What you will do —
Repeat each record word for word. Leave nothing out.

Saved entries:
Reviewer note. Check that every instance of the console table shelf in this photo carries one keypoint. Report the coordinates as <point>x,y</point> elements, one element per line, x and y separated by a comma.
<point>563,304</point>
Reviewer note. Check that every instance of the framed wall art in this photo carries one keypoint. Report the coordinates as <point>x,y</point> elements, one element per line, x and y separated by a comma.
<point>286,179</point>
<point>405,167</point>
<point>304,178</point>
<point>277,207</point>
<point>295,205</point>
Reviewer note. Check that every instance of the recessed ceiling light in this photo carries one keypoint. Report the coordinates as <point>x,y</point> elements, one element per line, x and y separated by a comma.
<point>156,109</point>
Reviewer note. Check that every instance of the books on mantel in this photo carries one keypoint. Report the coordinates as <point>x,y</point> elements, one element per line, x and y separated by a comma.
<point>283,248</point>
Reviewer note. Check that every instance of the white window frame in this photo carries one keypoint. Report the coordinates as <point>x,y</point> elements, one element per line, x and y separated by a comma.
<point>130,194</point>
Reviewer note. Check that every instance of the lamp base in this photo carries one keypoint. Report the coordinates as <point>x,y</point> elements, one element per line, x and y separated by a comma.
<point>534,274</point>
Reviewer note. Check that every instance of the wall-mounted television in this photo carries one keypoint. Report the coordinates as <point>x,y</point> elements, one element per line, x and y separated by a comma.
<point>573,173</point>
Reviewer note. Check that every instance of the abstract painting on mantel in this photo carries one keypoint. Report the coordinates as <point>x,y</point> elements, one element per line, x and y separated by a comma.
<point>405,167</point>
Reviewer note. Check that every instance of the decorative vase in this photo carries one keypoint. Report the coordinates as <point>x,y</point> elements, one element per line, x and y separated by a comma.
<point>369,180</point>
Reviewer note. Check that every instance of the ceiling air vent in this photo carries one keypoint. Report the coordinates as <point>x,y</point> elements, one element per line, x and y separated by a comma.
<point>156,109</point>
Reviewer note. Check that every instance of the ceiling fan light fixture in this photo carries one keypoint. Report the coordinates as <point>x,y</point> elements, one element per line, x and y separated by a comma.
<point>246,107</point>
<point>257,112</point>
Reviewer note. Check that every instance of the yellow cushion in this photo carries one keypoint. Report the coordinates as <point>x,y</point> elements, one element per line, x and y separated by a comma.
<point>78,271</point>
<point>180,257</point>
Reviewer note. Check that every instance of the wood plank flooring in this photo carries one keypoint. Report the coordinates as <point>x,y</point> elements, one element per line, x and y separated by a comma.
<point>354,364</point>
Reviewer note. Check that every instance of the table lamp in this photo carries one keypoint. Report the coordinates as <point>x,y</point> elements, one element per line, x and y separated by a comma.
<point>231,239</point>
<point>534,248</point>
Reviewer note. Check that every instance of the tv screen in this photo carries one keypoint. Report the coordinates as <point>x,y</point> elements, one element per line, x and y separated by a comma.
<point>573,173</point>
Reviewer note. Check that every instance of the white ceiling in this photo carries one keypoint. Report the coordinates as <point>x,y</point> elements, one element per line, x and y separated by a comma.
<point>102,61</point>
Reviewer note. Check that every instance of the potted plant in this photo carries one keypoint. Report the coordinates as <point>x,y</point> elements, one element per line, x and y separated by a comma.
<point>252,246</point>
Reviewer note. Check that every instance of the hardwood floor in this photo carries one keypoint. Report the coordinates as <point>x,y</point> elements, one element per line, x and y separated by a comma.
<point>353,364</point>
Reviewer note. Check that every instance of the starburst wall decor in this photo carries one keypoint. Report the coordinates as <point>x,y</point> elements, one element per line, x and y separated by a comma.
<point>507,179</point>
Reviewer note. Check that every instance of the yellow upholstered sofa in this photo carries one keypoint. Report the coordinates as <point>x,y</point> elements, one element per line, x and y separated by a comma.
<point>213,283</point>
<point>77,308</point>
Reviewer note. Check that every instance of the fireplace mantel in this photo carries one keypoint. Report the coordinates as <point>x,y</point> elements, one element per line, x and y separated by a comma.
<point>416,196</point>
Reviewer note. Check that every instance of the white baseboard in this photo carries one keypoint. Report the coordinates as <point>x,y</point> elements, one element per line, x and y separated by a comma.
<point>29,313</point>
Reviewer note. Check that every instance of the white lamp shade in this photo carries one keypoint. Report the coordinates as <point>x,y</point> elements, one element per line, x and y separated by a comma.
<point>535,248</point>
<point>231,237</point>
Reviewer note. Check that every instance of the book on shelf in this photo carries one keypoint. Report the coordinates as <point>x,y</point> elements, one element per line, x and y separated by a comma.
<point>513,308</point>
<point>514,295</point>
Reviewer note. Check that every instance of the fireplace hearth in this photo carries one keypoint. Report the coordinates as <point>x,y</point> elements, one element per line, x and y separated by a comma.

Problem solution —
Reviewer note. Check that every instance of the console table shelf in this photo carries one keypoint. Report the coordinates as <point>x,y</point> elements, one element per line, x and y separated by a comma.
<point>563,304</point>
Reviewer note. Check that every instance of the framed wall art in this photo carries one keypoint. Report the coordinates as <point>x,y</point> elements, one element per line, x and y separated by a comma.
<point>286,179</point>
<point>405,167</point>
<point>304,178</point>
<point>277,207</point>
<point>295,205</point>
Reviewer note. Check that every instance of the recessed ceiling light in this photo carries one keypoint. Report the coordinates as <point>x,y</point> elements, one element per line, x and y separated by a comma.
<point>156,109</point>
Reviewer note. Check that every instance of the books on mantel in this photo carries one keypoint. Report the coordinates as <point>x,y</point> elements, one element per line, x and y separated by a comma.
<point>283,248</point>
Reviewer note. Check that every instance of the white window frame in this photo carries one keypoint. Report the coordinates as <point>x,y</point> elements, one element per line, x and y separated by a comma.
<point>130,194</point>
Reviewer note. Check that every instance of the lamp base in this photo carries one keypoint. Report the coordinates as <point>x,y</point> elements, one element per line, x and y separated by a comma.
<point>534,274</point>
Reviewer note. Check that every instance of the wall-mounted television in this photo carries one keypoint. Report the coordinates as <point>x,y</point> elements, one element per line, x and y separated by a comma.
<point>573,173</point>
Reviewer note. Check that every instance of the abstract painting on mantel in this photo carries one keypoint. Report the coordinates as <point>x,y</point> elements, one element per line, x and y separated by a comma.
<point>405,167</point>
Reviewer note. Check that every instance of the decorative vase in this photo carries one keypoint. Report the coordinates as <point>x,y</point> elements, one element per line, x and y separated by a comma.
<point>369,180</point>
Reviewer note. Check that every instance of the ceiling air vent in this photo carries one keypoint. Report the coordinates as <point>x,y</point> elements, one element per line, x and y separated by a comma.
<point>156,109</point>
Reviewer note. Check that every instance of the ceiling fan light fixture in this photo carries one keypoint. Report the coordinates as <point>x,y</point> elements, one element per line, x and y separated by a comma.
<point>246,107</point>
<point>257,112</point>
Reviewer note. Check that every instance of the yellow cushion in this photo carries one keypoint. Report the coordinates as <point>x,y</point> elements, one element per line, x and y separated by a comma.
<point>78,271</point>
<point>180,257</point>
Reviewer note. Check that every instance of the wood plank flooring in this photo carries one keypoint. Report the coordinates as <point>x,y</point> elements, one element per line, x and y separated by a comma.
<point>354,364</point>
Reviewer note. Check that every instance of the table lamp in this photo carries one keypoint. Report the coordinates as <point>x,y</point> elements, one element per line, x and y separated by a comma.
<point>231,239</point>
<point>534,248</point>
Reviewer note. Check that every instance of the tv screen in this photo carries one keypoint. Report the coordinates as <point>x,y</point> elements, one element per line, x and y separated by a comma.
<point>573,173</point>
Reviewer note. Check that every instance of the white ceiling in this photo carries one keypoint. Report the coordinates as <point>x,y</point> elements, one element per line, x and y separated by a comma.
<point>102,61</point>
Reviewer note. Check that every instance of the potted plant in this photo carries one keypoint. Report the coordinates as <point>x,y</point> elements, one element per line, x and y separated by a comma.
<point>252,246</point>
Reviewer note. Check that every instance of the hardwood floor in this photo carries one keypoint. Report the coordinates as <point>x,y</point> elements, one element per line, x and y separated by a comma.
<point>353,364</point>
Reviewer note. Check that every instance of the starburst wall decor in this photo carries one keypoint. Report the coordinates as <point>x,y</point> elements, one element per line, x and y separated by a comma.
<point>507,179</point>
Reviewer note. Check that every instance of the yellow upholstered sofa in this photo carries one keypoint. Report the coordinates as <point>x,y</point> elements, one element per line, x and y separated by a comma.
<point>213,283</point>
<point>77,308</point>
Reviewer note. Check that every instance of the fireplace mantel in this photo carries one keypoint. Report the coordinates as <point>x,y</point> elements, one element per line, x and y separated by a comma.
<point>416,196</point>
Reviewer note. Check that every instance of the white baseboard in this photo carries one keypoint. Report the coordinates as <point>x,y</point> elements, one element per line, x and y separated by a comma.
<point>29,313</point>
Reviewer note. Check that every instance of the white lamp shade in this photo carries one keypoint. Report the coordinates as <point>x,y</point> elements, one element per line, x and y separated by a comma.
<point>535,248</point>
<point>231,237</point>
Reviewer note. Check that every instance of the book on shelf in this photo carries one keypoint. Report the coordinates as <point>x,y</point> elements, one element per line, x and y separated by a comma.
<point>513,308</point>
<point>514,295</point>
Reviewer note. Check that every instance of the fireplace hearth in this photo carries one keypoint. Report the coordinates as <point>x,y</point> elements, one element per line, x and y separated by a comma.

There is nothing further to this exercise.